WHAT TO WORK ON :: The data is to be set down once more, exactly as it reads.

____________________

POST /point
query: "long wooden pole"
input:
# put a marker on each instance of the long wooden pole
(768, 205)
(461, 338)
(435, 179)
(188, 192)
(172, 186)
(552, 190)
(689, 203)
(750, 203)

____________________

ANSWER FOR THIS EXERCISE ::
POST /point
query: "long wooden pole"
input:
# put a marker on each instance of the long wooden pole
(768, 205)
(461, 338)
(435, 179)
(188, 192)
(172, 186)
(552, 190)
(689, 203)
(750, 203)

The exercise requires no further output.